Your goal: Copy the listing below with every "pretty-printed" swapped for "indented" and nothing else changed. Leave the pictures out.

##########

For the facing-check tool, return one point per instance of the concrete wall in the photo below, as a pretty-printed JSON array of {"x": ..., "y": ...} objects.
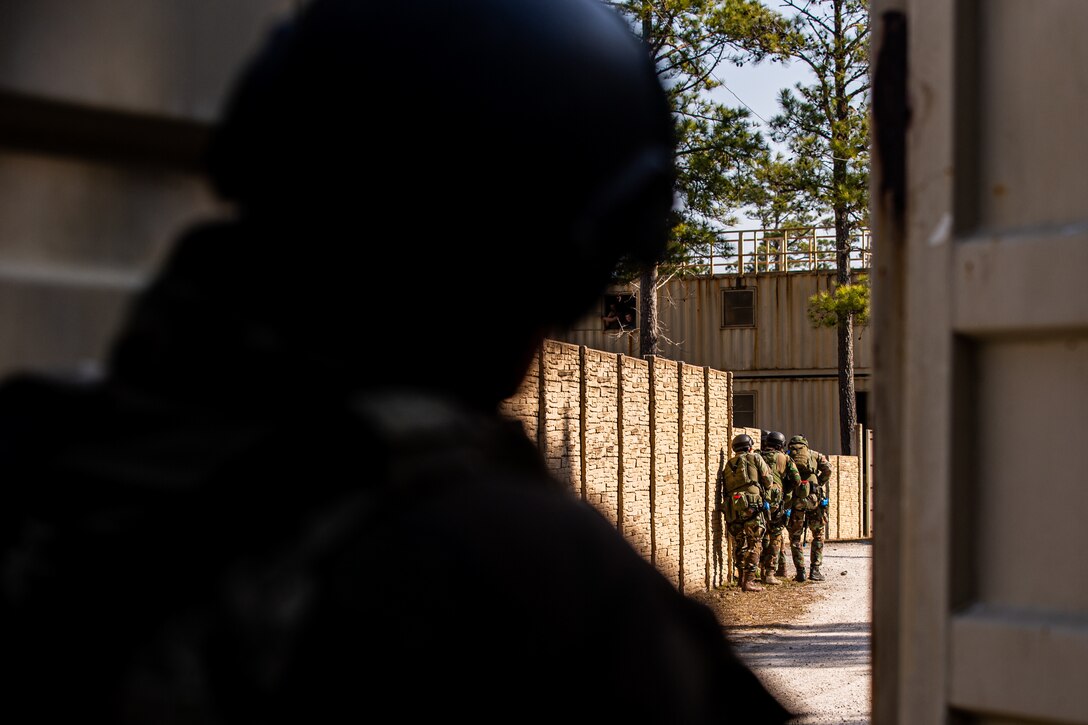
[
  {"x": 642, "y": 441},
  {"x": 104, "y": 109}
]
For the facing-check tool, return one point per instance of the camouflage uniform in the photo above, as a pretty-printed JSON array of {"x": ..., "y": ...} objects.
[
  {"x": 808, "y": 512},
  {"x": 749, "y": 529},
  {"x": 787, "y": 478}
]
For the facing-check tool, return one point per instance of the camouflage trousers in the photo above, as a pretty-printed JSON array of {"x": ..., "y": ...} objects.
[
  {"x": 773, "y": 545},
  {"x": 748, "y": 542},
  {"x": 815, "y": 519}
]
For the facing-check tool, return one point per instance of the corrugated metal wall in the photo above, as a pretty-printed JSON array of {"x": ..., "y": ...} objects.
[{"x": 789, "y": 365}]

##########

Written response:
For the facing-check tool, return one point per instance of the concrete wall in the photo below, as a indented JSON array of {"x": ..., "y": ...} objects.
[
  {"x": 642, "y": 441},
  {"x": 104, "y": 109}
]
For the facing-check tool, return one point per instance of the camouflage uniform in the photo above, as a indented JSON array of {"x": ..., "y": ...} objects.
[
  {"x": 808, "y": 512},
  {"x": 749, "y": 529},
  {"x": 787, "y": 478}
]
For the facing-check tool, return one point per instance of the camouflage trousers in the photo above, as a indented JSON array of {"x": ..., "y": ...} objects.
[
  {"x": 773, "y": 545},
  {"x": 748, "y": 542},
  {"x": 815, "y": 519}
]
For the facing-check tool, return one point per instance of the corrugated metal wall in the photo above, as a indented JSON array of {"x": ..., "y": ...} objects.
[{"x": 789, "y": 365}]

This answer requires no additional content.